* What needs to be done
Copy out the lines of the material below without any changes, starting at the line containing "point: statue head" and ending with the line containing "column 199, row 228", both included.

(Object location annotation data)
· · · · · · ·

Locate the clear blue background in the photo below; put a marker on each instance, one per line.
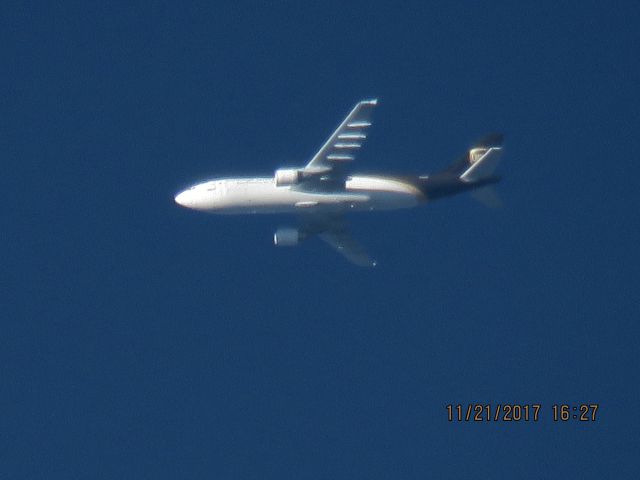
(141, 340)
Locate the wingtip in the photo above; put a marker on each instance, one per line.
(491, 140)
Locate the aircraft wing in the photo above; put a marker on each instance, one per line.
(343, 145)
(333, 230)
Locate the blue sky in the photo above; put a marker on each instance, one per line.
(143, 340)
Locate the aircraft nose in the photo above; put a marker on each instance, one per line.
(183, 199)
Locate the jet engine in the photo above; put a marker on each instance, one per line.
(287, 176)
(287, 237)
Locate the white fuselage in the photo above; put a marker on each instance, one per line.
(262, 195)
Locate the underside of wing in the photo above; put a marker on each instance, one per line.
(344, 144)
(347, 246)
(333, 230)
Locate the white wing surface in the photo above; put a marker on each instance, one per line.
(342, 147)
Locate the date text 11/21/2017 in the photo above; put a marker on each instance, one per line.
(513, 412)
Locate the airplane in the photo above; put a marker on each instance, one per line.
(323, 191)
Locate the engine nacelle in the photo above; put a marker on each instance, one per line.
(286, 237)
(287, 176)
(476, 154)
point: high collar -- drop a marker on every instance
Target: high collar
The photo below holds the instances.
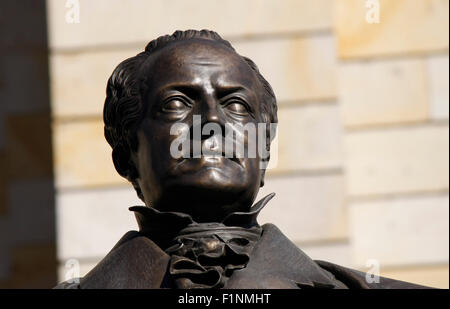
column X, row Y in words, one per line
column 162, row 227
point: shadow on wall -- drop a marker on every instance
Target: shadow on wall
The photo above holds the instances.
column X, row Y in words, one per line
column 27, row 206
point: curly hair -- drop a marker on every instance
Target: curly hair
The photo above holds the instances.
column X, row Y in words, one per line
column 124, row 108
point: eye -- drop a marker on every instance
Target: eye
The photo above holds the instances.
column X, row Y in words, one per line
column 237, row 107
column 175, row 104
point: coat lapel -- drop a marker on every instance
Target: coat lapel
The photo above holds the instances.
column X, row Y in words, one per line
column 276, row 263
column 135, row 262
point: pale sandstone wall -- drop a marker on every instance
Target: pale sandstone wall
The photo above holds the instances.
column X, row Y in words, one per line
column 363, row 137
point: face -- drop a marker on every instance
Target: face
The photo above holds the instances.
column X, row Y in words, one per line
column 207, row 80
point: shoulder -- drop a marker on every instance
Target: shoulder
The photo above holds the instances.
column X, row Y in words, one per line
column 355, row 279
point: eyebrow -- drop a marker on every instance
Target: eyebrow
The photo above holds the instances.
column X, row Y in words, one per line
column 193, row 90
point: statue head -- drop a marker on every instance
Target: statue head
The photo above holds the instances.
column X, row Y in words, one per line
column 159, row 100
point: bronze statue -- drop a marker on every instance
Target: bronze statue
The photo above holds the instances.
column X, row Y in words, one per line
column 199, row 228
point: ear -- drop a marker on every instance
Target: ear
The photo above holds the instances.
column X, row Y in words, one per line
column 123, row 164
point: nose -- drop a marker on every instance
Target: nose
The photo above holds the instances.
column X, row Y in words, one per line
column 211, row 110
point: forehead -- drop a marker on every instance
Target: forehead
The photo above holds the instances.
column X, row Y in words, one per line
column 199, row 61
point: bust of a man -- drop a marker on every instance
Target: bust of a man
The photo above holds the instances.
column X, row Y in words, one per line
column 190, row 123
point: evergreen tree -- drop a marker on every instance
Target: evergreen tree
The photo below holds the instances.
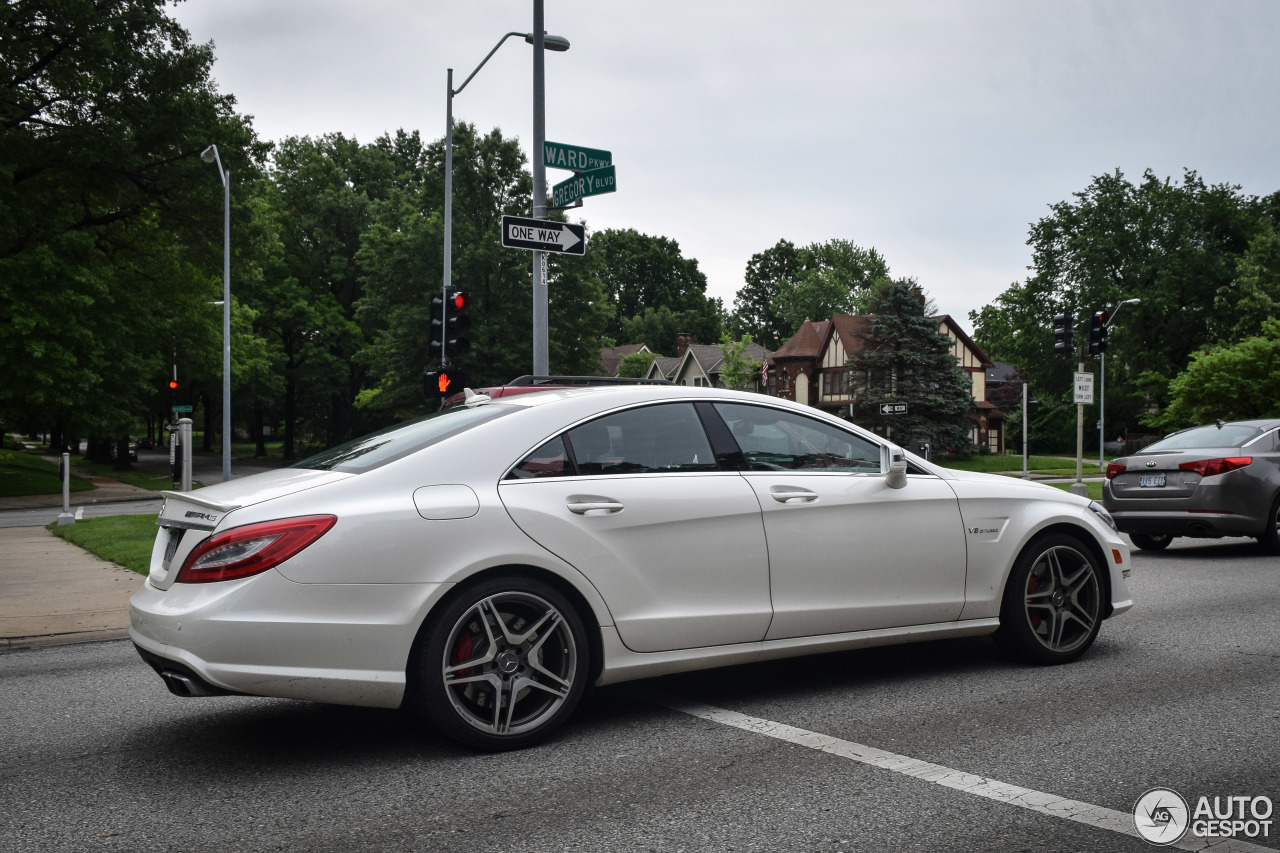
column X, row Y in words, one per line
column 905, row 360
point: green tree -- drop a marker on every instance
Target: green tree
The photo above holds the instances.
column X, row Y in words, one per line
column 639, row 273
column 905, row 359
column 739, row 372
column 110, row 226
column 1238, row 382
column 1175, row 246
column 636, row 364
column 758, row 304
column 1253, row 296
column 785, row 286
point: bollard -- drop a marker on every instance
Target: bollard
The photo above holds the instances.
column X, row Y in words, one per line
column 65, row 515
column 184, row 443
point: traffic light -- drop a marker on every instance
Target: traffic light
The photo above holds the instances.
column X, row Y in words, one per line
column 449, row 323
column 1063, row 334
column 444, row 382
column 1098, row 332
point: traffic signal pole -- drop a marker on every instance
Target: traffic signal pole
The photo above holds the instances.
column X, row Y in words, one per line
column 540, row 309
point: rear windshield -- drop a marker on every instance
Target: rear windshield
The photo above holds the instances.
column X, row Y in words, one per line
column 393, row 442
column 1225, row 436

· · · · · · ·

* Problem solution
point: statue head -- drop a marker on every instance
Target: statue head
The photo above holds the instances.
column X, row Y in words, one per line
column 159, row 100
point: bronze statue -- drop a marker on every instance
Target: bronze statue
The photo above holds the instances.
column X, row Y in words, one per line
column 199, row 228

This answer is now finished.